• **Task objective**: Each line of the data must be written out again verbatim; no image belongs in the copy.

'''

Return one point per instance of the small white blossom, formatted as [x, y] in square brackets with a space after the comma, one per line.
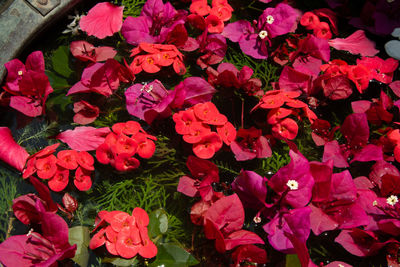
[293, 184]
[392, 200]
[263, 34]
[270, 19]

'''

• **Answer area**:
Return one point per instance of the small white blossom, formatted as [x, y] in square brackets with a space after the comma, one per line.
[293, 184]
[392, 200]
[263, 34]
[270, 19]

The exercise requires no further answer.